▸ The request
Locate each line in the rows below that contains the string "firefighter", and copy those lines out.

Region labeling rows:
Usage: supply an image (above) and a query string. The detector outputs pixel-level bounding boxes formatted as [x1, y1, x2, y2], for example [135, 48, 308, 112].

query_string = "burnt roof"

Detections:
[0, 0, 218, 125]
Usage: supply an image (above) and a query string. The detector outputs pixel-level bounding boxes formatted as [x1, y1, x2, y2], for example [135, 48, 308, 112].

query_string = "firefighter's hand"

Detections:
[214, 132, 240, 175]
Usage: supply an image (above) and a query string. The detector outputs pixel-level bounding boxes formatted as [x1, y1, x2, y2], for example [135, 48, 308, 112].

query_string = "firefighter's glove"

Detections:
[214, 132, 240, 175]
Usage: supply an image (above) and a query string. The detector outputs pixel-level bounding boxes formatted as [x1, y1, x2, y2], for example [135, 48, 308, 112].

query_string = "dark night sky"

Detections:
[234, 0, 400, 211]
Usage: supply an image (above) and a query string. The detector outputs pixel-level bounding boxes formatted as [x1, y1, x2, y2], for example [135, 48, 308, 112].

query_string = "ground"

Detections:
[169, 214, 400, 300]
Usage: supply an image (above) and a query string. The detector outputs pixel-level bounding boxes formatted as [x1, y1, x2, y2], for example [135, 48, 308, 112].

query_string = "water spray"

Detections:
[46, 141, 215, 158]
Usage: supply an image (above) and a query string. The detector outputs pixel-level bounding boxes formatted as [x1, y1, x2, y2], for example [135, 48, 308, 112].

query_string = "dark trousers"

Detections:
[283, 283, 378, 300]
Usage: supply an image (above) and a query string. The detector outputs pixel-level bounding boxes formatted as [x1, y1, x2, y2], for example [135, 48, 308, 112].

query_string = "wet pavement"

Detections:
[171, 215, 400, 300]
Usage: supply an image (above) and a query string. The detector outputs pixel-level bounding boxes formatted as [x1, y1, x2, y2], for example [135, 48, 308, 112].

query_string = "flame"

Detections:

▸ Correct output
query_string = "firefighter's hand"
query_string = "firefighter's glove"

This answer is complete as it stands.